- DIRECTIONS:
(1) Translate this sentence from the passage on nasal dermal sinus cysts into Spanish: "Extradural communication occurs in 10% of cases."
(2) Carry on the passage on nasal dermal sinus cysts, picking up after its final sentence.

Nasal dermal sinus cysts account for 10% of all dermal cysts of the head and neck and 1% to 3% overall. The sex ratio is equal. In rare cases an autosomal dominant mode of inheritance has been suggested. Malignant degeneration has not been described and the incidence of associated anomalies is quite low. Extradural communication occurs in 10% of cases. Clinically, a sinus tract exists which opens to the skin of the nose anywhere between the base of the columella and the glabella, with the distal one-third of the nasal dorsum the most common site. Nasal dermal sinus cysts are firm, noncompressible, nonpulsatile masses which do not transilluminate. A cheesy material may be expressed from the cyst and small hairs may protrude from the dermal opening.

- RECORDS SUPPLIED:
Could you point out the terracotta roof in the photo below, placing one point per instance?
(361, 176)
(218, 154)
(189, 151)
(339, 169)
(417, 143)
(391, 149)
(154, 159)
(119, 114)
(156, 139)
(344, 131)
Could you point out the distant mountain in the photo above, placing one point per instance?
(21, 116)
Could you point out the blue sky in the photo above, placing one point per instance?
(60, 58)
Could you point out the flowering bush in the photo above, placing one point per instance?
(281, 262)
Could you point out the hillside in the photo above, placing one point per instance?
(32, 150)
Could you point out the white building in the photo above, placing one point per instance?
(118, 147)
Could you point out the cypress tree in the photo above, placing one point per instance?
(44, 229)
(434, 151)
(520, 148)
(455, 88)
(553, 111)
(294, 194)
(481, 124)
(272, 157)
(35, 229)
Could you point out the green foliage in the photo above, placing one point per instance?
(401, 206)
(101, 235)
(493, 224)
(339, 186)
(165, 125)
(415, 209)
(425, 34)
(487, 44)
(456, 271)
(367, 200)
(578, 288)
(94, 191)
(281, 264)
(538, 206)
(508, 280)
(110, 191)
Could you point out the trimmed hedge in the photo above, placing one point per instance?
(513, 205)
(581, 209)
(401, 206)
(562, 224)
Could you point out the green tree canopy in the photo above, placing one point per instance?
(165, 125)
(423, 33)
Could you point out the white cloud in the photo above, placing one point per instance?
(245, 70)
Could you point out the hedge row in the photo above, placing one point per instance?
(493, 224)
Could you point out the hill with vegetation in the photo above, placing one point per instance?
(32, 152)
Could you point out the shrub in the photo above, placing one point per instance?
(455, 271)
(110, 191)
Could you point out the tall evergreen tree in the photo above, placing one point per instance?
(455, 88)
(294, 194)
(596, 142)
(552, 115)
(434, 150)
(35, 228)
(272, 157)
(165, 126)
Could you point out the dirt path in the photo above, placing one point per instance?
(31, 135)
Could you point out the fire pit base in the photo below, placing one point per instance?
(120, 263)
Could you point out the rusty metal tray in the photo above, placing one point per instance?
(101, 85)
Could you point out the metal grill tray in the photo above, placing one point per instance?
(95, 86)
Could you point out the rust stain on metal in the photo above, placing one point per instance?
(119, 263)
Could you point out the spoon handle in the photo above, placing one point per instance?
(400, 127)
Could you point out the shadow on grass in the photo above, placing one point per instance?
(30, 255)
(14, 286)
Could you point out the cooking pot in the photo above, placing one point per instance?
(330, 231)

- TASK-BY-TASK OUTPUTS:
(1) La comunicación extradural se produce en el 10% de los casos.

(2)
Preoperative evaluation requires imaging studies to delineate any intracranial extension. Reported findings which suggestintracranial extension include a soft tissue mass, widened nasal septum, bifid septum, bifid perpendicular plate, bifid crista galli, interorbital widening, and defects in the cribriform plate. Polytomography and CAT of the skull base with coronal plane scanning is the most accurate method of defining bony defects of the skull. The role of MRI has been established, citing superior soft tissue contrast, noninvasiveness, lack of ionizing radiation, and easy multidimensional reconstruction. MRI is also effective in delineating intracranial extension of congenital midline nasal masses.

Regardless of preoperative evaluations, the decision regarding the surgical resection should observe the known embryologic development of these lesions with respect to possible intracranial extension . All explorations should take place in the operating room under general anesthesia and neurosurgical backup should be arranged in the event that intracranial extension is identified at surgery. If intracranial extension is identified preoperatively, the stage procedure should be craniotomy with resection of intracranial cysts and repair of dural defects.

Early excision is advocated by all authors to avoid craniofacial deformation, infection, and potential intracranial complications. Several incisions have been described, with midline and open rhinoplasty approaches the most popular. Incomplete excision attributes to the 20% recurrence rate. Thus several surgeons advocate the use of microsurgical instruments to aid in total excision.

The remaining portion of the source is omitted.